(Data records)
....................

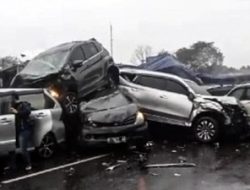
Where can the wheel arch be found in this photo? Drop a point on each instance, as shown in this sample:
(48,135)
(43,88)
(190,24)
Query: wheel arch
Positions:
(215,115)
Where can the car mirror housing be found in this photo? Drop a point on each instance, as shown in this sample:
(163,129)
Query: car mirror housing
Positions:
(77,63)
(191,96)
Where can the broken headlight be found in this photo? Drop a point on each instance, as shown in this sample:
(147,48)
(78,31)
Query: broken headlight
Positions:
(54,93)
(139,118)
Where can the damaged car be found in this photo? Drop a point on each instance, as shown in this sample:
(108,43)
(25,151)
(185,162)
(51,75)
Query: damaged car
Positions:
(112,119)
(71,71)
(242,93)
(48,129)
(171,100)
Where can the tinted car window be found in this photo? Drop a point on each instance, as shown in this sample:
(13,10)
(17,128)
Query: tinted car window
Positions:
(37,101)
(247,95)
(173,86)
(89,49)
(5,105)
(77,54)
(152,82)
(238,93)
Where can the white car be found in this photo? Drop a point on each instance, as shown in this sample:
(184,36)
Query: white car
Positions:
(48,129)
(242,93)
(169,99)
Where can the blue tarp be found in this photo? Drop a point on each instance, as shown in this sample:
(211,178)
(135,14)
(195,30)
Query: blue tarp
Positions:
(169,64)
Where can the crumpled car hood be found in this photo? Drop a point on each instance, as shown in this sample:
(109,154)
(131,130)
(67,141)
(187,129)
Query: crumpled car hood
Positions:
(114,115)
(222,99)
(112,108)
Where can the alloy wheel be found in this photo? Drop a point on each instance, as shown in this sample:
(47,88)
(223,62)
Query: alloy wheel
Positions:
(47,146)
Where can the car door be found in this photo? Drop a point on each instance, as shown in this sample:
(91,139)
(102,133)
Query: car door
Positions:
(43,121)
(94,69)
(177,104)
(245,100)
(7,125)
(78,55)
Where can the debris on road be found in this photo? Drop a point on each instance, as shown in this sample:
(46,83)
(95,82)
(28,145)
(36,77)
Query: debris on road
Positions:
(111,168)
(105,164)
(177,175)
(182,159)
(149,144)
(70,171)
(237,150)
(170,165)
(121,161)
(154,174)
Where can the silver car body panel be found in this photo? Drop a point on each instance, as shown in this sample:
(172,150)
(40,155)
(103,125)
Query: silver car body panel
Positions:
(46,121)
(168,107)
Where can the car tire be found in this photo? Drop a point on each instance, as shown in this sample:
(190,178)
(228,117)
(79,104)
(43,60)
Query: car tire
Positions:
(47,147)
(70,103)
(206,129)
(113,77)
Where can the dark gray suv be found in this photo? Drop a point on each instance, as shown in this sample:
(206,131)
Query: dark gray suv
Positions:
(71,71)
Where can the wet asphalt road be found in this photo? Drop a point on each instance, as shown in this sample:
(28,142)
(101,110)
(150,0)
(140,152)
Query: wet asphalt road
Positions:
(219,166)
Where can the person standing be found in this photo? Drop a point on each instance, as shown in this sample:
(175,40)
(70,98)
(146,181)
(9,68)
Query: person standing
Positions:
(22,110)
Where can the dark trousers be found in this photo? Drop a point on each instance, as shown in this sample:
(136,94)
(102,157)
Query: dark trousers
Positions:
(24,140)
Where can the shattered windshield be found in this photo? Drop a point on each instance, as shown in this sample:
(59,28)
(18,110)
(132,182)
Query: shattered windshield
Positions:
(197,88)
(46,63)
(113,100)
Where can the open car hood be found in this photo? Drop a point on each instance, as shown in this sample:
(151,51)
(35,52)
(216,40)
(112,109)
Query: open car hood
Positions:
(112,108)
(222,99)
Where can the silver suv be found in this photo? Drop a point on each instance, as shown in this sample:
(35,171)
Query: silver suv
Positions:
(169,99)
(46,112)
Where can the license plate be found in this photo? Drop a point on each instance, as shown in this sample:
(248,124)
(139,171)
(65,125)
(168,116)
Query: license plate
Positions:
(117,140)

....................

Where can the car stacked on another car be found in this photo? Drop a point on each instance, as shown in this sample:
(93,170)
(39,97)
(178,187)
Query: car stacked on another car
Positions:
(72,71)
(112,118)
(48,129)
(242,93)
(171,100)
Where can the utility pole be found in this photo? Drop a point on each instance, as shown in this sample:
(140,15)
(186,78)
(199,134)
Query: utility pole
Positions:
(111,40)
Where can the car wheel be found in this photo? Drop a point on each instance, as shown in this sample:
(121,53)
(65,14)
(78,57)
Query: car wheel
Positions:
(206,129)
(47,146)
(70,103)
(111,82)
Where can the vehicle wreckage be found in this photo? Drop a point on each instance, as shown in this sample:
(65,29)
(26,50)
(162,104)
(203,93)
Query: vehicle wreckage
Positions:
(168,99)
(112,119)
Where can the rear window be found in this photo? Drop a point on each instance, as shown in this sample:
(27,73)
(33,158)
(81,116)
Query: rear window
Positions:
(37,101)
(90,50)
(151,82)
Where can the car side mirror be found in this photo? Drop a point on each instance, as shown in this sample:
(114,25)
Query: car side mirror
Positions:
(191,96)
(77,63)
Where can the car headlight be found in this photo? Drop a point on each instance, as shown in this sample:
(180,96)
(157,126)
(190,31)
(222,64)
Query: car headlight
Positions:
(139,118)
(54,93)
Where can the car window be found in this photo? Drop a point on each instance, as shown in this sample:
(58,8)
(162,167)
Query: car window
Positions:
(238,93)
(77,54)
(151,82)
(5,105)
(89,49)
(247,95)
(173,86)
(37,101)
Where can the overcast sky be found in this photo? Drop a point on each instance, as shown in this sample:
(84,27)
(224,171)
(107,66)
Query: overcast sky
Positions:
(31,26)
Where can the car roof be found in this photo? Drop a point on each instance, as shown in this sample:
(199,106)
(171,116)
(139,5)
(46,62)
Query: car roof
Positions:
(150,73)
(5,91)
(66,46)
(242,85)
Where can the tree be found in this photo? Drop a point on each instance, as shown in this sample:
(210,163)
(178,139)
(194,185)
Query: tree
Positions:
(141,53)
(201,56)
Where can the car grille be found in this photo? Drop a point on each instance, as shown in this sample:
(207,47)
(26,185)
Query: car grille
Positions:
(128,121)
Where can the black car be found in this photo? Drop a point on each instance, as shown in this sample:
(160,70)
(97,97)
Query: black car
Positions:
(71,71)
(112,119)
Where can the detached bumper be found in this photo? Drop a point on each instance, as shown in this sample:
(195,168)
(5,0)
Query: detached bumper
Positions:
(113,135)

....................

Task:
Find each line in the records that contains the word "rear" and copy all of those lines.

Finished exercise:
Where can the rear window be found in this photo? Drop a point on each instance, as shown in this sample:
Query: rear window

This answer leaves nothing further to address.